WHAT YOU HAVE TO DO »
The required output is a copy of each line in the material below that includes "blurred".

DATA EXTRACTS »
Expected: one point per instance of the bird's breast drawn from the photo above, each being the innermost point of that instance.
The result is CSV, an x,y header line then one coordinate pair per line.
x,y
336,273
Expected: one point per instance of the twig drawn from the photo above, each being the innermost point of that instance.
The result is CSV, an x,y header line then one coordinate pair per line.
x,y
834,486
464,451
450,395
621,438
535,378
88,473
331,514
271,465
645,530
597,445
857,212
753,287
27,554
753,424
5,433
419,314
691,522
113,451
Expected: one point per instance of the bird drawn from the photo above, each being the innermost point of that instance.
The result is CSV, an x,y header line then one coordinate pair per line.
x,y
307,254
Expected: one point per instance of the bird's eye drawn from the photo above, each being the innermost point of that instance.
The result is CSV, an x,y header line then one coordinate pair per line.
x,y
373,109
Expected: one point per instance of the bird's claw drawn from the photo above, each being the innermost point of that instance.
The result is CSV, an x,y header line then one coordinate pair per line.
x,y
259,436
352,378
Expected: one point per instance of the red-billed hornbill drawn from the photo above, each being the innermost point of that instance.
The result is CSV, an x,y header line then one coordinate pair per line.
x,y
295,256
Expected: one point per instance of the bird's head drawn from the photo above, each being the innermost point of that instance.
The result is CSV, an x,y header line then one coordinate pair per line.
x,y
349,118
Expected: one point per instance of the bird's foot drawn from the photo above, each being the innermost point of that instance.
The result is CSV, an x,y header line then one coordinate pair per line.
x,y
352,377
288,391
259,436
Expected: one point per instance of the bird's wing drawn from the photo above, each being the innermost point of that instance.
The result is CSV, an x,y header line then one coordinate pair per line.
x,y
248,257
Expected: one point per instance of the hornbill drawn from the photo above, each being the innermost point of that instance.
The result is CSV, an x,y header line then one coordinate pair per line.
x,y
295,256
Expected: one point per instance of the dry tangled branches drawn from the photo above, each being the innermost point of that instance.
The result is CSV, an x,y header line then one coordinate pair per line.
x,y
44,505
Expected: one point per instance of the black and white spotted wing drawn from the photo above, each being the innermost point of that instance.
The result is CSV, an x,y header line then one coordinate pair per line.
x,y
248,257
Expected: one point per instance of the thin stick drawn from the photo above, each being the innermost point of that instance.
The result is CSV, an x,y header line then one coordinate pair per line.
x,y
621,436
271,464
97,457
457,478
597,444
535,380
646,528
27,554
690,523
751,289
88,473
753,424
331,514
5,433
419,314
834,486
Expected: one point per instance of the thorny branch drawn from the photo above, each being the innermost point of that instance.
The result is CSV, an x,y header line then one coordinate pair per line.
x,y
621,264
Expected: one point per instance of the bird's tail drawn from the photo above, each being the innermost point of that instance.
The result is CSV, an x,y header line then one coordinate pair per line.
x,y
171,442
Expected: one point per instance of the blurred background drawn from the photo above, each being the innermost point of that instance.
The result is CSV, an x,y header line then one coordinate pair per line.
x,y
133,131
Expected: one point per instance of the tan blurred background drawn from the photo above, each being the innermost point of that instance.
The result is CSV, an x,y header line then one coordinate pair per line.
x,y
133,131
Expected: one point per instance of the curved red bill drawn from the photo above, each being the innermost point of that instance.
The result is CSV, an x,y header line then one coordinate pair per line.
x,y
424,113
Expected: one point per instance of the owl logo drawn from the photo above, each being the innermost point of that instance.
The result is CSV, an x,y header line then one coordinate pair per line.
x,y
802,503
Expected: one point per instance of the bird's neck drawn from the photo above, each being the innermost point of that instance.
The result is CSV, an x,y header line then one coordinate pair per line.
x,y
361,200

REPLY TO THE EXERCISE »
Expected: one point per instance of the blurred background drawn from the photo above, each being the innermost point of that instance.
Expected: one point per instance of the tan blurred background drawn from the photo above, each being the innermost point of that instance.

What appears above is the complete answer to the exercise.